PASSAGE FOR REVIEW:
The National Archives of Guyana (also known as the Walter Rodney Archives) is the legal depository for official records and local newspaper publications in Guyana. Established in 1958, the National Archives are situated in D'Urban Park on Homestretch Avenue in Central Georgetown. In 1972 it was made a department of the Ministry of Culture, Youth and Sport in the Government of Guyana.

==History==

The National Archives of Guyana were founded in 1958. They were originally located in a building on Main Street.

In 1982, the Government of Guyana passed the National Archives of Guyana Act, which made the National Archives a department of the Ministry of Culture, Youth and Sport, and the archivist an officer-in-charge with duty to report to the ministry.

In the year 2000, the National Archives of Guyana acquired and installed a microfiche unit.

In 2008, the National Archives were relocated to Homestretch Avenue. At this time they were renamed the Walter Rodney Archives in memory of the Guyanese historian and political activist, Dr. Walter Rodney.

==Holdings==

The National Archives of Guyana is a repository of official state records and local publications, including newspaper publications, from Guyana. In the mid-1980s, the National Archives recorded holdings that measured in at 510,000 linear feet. The holdings date back to the 18th century – the Dutch colonial period in Guyanese history.

== The Guyana Immigration Records Digitization Project ==
In 2013, the National Archives of Guyana launched The Guyana Immigration Records Digitization Project. It is an online search tool for the archives. Phase 1 of the project was to have all the data digitized by the end of 2014. Unfortunately, most data has not been digitized as of 2017 (four years after the launch date). Phase 2 was to have digital images of the records on the search engine, unfortunately, this phase has not begun at all. The public has demanded this online search tool to create since 2002.

DATA BELOW:
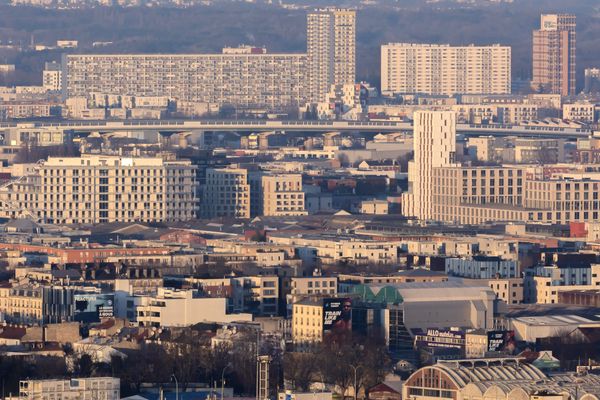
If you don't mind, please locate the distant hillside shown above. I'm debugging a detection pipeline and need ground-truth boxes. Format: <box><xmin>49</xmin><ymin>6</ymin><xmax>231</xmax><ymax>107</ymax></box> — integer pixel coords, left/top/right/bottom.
<box><xmin>0</xmin><ymin>0</ymin><xmax>600</xmax><ymax>90</ymax></box>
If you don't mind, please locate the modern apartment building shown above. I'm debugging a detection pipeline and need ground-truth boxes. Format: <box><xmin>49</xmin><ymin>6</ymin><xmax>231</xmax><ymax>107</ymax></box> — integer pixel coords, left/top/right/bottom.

EXERCISE DESCRIPTION:
Transcribe everything in the passage on the National Archives of Guyana from "The National Archives of Guyana (also" down to "Government of Guyana.". The listing is not needed for this.

ANSWER SPACE:
The National Archives of Guyana (also known as the Walter Rodney Archives) is the legal depository for official records and local newspaper publications in Guyana. Established in 1958, the National Archives are situated in D'Urban Park on Homestretch Avenue in Central Georgetown. In 1972 it was made a department of the Ministry of Culture, Youth and Sport in the Government of Guyana.